* begin *
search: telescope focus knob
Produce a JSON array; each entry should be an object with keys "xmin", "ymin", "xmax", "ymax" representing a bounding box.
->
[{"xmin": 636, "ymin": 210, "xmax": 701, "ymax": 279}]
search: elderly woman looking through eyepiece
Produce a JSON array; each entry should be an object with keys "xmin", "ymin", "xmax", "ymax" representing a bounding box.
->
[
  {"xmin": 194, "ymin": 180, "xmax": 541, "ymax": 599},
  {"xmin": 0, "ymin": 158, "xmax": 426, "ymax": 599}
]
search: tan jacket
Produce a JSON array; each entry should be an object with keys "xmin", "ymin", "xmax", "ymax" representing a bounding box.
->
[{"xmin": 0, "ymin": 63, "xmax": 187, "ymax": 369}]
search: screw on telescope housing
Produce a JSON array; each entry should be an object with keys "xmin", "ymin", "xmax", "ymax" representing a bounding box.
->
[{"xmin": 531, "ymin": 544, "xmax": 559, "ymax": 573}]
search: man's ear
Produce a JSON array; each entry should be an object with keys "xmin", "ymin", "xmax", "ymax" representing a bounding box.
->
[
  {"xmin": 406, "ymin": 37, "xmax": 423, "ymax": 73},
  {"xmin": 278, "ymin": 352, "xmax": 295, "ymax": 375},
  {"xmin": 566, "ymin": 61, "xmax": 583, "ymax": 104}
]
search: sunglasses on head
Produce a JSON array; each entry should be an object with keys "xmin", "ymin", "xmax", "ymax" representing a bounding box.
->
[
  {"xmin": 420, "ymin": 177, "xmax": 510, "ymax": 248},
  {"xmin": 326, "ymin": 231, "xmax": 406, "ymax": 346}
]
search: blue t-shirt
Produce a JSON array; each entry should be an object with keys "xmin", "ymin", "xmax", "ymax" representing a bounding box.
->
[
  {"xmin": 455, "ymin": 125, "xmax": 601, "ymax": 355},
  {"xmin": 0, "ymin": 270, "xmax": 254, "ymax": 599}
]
* end *
Please give back all of the records exactly as written.

• [SOLUTION BELOW]
search: telescope focus knob
Produce a JSON array; each entry should be an object with keys "xmin", "ymin", "xmax", "ymax" representing a bounding box.
->
[{"xmin": 636, "ymin": 210, "xmax": 701, "ymax": 279}]
search: elderly woman looking through eyepiece
Produce a JSON array; each entry should be an object with keys "xmin", "ymin", "xmax", "ymax" representing a bounding box.
->
[
  {"xmin": 194, "ymin": 180, "xmax": 541, "ymax": 599},
  {"xmin": 0, "ymin": 158, "xmax": 426, "ymax": 599}
]
search: tan jacket
Produce a JSON array; each entry should be an object with keys "xmin", "ymin", "xmax", "ymax" representing a bounding box.
->
[{"xmin": 0, "ymin": 63, "xmax": 187, "ymax": 369}]
search: screw on telescope housing
Produce a JSON array; each entry should be an object with keys "xmin", "ymin", "xmax", "ymax" representing a bounding box.
->
[{"xmin": 531, "ymin": 544, "xmax": 559, "ymax": 573}]
search: man's ear
Produce a JSON array; each entry should be an object with keys "xmin", "ymin", "xmax", "ymax" representing a bounding box.
->
[
  {"xmin": 406, "ymin": 37, "xmax": 423, "ymax": 73},
  {"xmin": 278, "ymin": 352, "xmax": 295, "ymax": 375},
  {"xmin": 566, "ymin": 61, "xmax": 583, "ymax": 104}
]
search: sunglasses on head
Produce a JSON array; each entry should be an object with keys "xmin", "ymin", "xmax", "ymax" representing a bounding box.
->
[
  {"xmin": 420, "ymin": 177, "xmax": 510, "ymax": 248},
  {"xmin": 326, "ymin": 231, "xmax": 406, "ymax": 346}
]
search: blue t-shirt
Produce a JSON array; each entry should be an object with keys "xmin", "ymin", "xmax", "ymax" representing a bounding box.
->
[
  {"xmin": 455, "ymin": 125, "xmax": 601, "ymax": 355},
  {"xmin": 0, "ymin": 270, "xmax": 254, "ymax": 599}
]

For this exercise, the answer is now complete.